-- GIVEN DATA follows --

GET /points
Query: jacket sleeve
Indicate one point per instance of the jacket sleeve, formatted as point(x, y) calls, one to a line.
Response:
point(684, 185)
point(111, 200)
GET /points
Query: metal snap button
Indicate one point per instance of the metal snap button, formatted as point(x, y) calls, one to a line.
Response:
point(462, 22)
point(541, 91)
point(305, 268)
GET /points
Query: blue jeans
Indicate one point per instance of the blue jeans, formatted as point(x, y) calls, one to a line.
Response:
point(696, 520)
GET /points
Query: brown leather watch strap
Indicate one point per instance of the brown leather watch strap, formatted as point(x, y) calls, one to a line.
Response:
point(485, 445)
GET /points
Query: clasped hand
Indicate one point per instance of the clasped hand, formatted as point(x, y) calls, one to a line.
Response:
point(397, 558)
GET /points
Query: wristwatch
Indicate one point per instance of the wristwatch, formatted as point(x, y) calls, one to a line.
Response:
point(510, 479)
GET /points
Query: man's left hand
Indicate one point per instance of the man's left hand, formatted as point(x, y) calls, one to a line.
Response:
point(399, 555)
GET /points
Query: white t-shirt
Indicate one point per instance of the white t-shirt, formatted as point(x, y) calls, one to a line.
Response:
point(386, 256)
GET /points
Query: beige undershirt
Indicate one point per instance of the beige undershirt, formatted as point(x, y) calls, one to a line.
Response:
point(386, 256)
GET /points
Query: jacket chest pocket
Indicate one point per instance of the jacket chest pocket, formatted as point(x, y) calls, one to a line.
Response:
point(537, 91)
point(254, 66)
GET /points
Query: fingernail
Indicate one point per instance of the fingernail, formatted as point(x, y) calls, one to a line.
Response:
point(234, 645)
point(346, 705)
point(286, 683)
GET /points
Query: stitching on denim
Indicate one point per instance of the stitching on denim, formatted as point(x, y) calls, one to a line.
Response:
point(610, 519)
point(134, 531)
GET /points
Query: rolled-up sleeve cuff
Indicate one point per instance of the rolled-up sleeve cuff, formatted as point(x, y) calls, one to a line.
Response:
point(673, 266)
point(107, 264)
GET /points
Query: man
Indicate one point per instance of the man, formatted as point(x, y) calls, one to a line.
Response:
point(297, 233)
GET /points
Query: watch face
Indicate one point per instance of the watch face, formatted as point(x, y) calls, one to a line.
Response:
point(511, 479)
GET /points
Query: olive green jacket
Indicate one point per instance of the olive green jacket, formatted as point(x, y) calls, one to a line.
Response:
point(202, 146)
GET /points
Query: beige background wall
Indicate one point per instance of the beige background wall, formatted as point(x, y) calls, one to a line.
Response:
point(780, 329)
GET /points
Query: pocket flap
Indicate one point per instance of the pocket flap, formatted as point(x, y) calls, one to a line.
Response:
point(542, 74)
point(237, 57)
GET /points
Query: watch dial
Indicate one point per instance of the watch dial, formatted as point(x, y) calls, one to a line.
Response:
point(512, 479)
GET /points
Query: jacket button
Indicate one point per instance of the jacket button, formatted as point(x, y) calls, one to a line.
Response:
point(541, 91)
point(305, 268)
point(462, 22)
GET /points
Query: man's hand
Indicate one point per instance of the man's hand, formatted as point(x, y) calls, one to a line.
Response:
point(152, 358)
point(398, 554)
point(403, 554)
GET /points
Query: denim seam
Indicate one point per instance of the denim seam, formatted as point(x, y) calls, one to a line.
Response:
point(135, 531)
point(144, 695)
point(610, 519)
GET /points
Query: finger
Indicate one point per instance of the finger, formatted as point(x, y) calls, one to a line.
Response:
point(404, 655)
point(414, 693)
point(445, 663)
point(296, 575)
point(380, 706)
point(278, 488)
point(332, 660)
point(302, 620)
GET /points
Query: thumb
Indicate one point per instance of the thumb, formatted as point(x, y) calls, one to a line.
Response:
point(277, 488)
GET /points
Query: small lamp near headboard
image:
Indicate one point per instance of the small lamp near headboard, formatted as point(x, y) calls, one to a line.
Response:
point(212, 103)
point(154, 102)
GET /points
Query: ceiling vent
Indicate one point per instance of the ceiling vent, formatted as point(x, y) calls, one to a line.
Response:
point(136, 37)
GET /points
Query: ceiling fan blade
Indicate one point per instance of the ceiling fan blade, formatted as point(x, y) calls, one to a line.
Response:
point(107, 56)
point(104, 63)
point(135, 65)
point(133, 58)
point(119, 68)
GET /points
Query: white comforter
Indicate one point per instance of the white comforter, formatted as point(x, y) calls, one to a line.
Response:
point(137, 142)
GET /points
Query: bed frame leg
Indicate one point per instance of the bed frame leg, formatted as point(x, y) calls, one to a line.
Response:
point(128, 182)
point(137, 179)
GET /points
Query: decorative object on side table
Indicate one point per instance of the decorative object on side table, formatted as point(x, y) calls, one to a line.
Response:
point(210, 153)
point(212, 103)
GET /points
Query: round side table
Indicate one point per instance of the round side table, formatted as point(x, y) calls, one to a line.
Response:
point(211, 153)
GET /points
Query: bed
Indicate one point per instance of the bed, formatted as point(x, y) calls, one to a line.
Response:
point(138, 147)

-- GIVEN DATA concluded --

▶ _WHAT THIS TASK INVOLVES_
From the first line of the listing above through the line that contains "Query: metal snap button", set down each line without alteration, and nothing else.

▶ _THE ANSWER_
GET /points
Query: jacket sleeve
Indicate one point per instance of the jacket sleeve, formatted as point(x, y) calls, one to a line.
Response:
point(684, 185)
point(111, 200)
GET /points
Query: metal snap button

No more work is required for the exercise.